THE TASK: Return every line of the rows below that contains the word "report". Case counts.

EXTRACTED INFORMATION:
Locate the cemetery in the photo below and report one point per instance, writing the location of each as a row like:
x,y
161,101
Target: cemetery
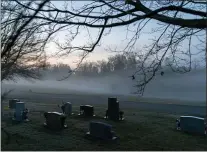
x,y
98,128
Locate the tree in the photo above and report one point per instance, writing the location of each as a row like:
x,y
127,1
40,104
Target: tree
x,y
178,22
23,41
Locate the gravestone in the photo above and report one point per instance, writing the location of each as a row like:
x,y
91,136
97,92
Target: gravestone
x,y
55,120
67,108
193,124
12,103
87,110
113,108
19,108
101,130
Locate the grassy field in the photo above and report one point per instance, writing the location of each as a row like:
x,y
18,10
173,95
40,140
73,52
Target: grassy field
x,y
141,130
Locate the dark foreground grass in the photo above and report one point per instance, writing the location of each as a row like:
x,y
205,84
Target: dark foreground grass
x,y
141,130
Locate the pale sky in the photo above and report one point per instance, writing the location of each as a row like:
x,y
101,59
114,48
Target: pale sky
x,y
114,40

--

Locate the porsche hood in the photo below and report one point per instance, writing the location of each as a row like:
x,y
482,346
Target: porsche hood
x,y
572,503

WRITTEN RESPONSE:
Locate the cemetery in the photo below and report one point per instance, writing the location of each as a row like:
Locate the tree in the photo above and report one point per instance, writing the location of each as a row like:
Locate the gravestone in the photo above and report one point per instance, writing the location of each as a row like:
Locate the grassy field in the photo above and report one point per instance, writing the location of each as a row like:
Locate the dark foreground grass in the photo above and report one point per instance, writing the location of each as a row like:
Locate the pale sky in the photo above and report one point per instance, writing the location of each as a row like:
Locate the porsche hood in the photo below and report one point per instance, writing the location of each as a row like:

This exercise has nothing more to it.